* Excerpted text
Mexico is the center of origin, domestication, and diversification of maize, and it preserved a high diversity of colorations and characteristics of grain, precocity, plant and ear height, plant physiology, grain chemical composition, nutritional value and use (Kato et al., 2009; Vera-Guzmán et al., 2012;Fernández-Suárez et al., 2013). As a consequence, maize diversity is essentially distributed among indigenous communities or ethnolinguistic groups (Perales and Golicher, 2014). There is bias exists in maize research due to the importance of its trade, and most studies on corn grain composition focused on yellow and white grain; research on blue corn has only begun to focus in the last decade.

Pigmented grain maize contains phenolic compounds, carotenoid and anthocyanin, compounds associated with nutraceutical properties and health promotion benefits. Therefore, such grain is considered to be a functional food and features high antioxidant activities and preventive functions against cancer, diabetes, obesity and neurodegenerative disorders (Bañuelos-Pineda et al., 2018;Navarro et al., 2018). The most evaluated carotenoids in yellow maize are lutein, zeaxanthin, and α and β cryptoxanthin (Prasanthi et al., 2017), while the major anthocyanins in blue, red, and purple grains are cyanidin-3-glucoside (C3G), cyanidin-3,5-diglucoside, pelargonidin, and peonidin-3-glucoside and its malonyl derivatives (Aoki et al., 2002; Pedreschi and Cisneros-Zevallos, 2007; Guzmán-Gerónimo et al., 2017; Herrera-Sotero et al., 2017). Flavonoids are the least studied compounds and require more attention (Navarro et al., 2018).

Anthocyanin in maize grains is found in the aleurone layer, pericarp, or in both grain structures, and differ in concentration and structural distribution in the grain (González-Manzano et al., 2008; Espinosa-Trujillo et al., 2009; Salinas-Moreno et al., 2013). The genotype, environment, cultivation practices, genotype-environment interactions and pigment combinations in the grain influence the quantity and variety of anthocyanins or anthocyanidins (Giordano et al., 2018). Salinas-Moreno et al. (2012) evaluated different Mexican maize populations from the races Chalqueño and Bolite, and determined the anthocyanin contents to be 304.1 to 1332mg of C3G/kg of sample. Similarly, in populations of native maize from Colombia, Velásquez-Landino et al. (2016) reported values of 1.88 to 70mg C3G/100g and variations in total phenolic compounds of 538 to 1633mg gallic acid equivalents (GAE)/100g. Zilic et al. (2012) reported a content of total phenolic compounds of 5393.2mg·kg-1 in yellow kernels. These results indicate that the genotype is relevant and interacts with the environment or cultivation practices. However, little has been documented in Mexican landraces, and this information is required to promote consumption and design conservation strategies that take advantage of this diversity.

[Records from a data source]
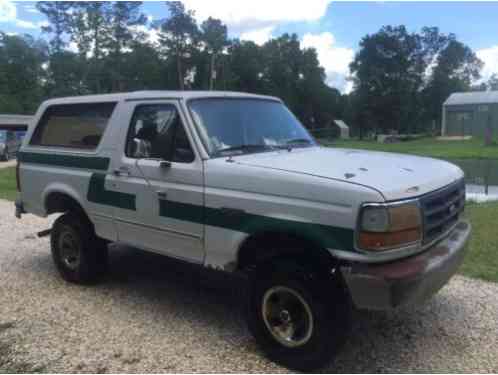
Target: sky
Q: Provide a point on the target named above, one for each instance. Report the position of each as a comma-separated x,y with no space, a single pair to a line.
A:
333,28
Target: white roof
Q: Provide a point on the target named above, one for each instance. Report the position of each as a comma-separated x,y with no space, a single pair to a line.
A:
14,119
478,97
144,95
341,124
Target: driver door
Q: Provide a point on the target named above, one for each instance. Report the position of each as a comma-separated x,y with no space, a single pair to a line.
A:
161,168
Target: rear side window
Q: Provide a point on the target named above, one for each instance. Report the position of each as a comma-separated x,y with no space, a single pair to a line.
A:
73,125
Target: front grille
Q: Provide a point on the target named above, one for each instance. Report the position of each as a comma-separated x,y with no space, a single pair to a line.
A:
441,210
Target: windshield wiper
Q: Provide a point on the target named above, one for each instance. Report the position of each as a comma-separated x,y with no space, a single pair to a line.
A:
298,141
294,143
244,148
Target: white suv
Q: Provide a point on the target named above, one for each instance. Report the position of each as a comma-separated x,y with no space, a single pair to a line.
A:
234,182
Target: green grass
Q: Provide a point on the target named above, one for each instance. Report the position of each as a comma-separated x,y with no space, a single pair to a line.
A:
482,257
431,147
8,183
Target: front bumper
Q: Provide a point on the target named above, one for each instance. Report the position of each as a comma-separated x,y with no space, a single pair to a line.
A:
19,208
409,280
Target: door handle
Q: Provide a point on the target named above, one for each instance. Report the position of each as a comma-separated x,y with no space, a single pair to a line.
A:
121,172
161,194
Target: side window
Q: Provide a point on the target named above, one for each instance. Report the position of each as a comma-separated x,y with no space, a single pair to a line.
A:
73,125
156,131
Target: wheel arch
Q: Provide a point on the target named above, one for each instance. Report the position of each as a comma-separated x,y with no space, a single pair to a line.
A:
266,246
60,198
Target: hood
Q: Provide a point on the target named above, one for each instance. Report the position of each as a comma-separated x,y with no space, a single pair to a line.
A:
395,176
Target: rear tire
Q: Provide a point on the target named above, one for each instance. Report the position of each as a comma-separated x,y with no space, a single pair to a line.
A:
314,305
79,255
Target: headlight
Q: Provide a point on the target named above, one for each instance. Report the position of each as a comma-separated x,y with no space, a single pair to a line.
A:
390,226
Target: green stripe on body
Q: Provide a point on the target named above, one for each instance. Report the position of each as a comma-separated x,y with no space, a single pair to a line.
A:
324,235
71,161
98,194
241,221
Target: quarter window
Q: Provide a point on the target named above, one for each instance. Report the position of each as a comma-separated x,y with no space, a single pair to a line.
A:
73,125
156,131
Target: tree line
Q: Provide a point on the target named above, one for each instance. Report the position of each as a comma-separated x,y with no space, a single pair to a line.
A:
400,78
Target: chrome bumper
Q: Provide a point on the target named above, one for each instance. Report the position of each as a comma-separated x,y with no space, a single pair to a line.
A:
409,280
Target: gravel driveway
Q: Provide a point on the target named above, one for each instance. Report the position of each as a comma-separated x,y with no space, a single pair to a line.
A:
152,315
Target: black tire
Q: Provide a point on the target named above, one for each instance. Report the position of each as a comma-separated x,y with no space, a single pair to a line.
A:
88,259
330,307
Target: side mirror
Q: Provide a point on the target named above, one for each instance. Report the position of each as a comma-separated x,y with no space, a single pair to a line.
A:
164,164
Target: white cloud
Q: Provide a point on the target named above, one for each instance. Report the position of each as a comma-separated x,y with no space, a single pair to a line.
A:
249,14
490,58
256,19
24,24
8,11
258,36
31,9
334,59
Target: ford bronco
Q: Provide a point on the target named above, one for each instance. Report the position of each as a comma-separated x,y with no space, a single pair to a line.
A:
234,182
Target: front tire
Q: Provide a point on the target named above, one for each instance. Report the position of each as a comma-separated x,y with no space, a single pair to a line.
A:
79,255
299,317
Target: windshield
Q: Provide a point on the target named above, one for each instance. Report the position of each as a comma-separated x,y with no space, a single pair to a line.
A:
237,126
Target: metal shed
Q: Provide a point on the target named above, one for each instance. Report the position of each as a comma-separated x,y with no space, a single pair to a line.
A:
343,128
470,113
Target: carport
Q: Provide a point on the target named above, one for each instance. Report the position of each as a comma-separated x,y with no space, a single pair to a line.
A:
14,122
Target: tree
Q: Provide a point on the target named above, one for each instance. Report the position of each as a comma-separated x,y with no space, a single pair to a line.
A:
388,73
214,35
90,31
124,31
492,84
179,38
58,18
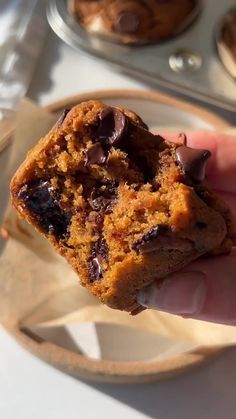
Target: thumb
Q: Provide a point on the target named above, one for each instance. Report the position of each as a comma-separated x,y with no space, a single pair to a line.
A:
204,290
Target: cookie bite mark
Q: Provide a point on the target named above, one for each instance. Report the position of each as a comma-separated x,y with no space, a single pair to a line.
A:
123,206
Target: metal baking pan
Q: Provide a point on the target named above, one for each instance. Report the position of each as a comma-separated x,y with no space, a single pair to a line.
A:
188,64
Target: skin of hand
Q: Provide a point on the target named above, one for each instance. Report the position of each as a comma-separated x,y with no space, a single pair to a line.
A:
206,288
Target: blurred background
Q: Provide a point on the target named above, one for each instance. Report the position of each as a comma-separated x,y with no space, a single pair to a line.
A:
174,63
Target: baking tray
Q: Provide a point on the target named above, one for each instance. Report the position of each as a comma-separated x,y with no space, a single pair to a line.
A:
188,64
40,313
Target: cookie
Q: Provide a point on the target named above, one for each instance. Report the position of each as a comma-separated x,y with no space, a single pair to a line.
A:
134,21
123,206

* Activity list
(A) In the maize excerpt, reproduce everything from "Mexico is the" down to "the last decade.", substituting "corn" for "maize".
(B) According to the maize excerpt, why is pigmented grain maize considered a functional food?

* Written answers
(A)
Mexico is the center of origin, domestication, and diversification of corn, and it preserved a high diversity of colorations and characteristics of grain, precocity, plant and ear height, plant physiology, grain chemical composition, nutritional value and use (Kato et al., 2009; Vera-Guzmán et al., 2012;Fernández-Suárez et al., 2013). As a consequence, corn diversity is essentially distributed among indigenous communities or ethnolinguistic groups (Perales and Golicher, 2014). There is bias exists in corn research due to the importance of its trade, and most studies on corn grain composition focused on yellow and white grain; research on blue corn has only begun to focus in the last decade.

(B) Pigmented grain maize contains phenolic compounds, carotenoid and anthocyanin, which are associated with nutraceutical properties and health promotion benefits. For this reason, the grain is considered a functional food.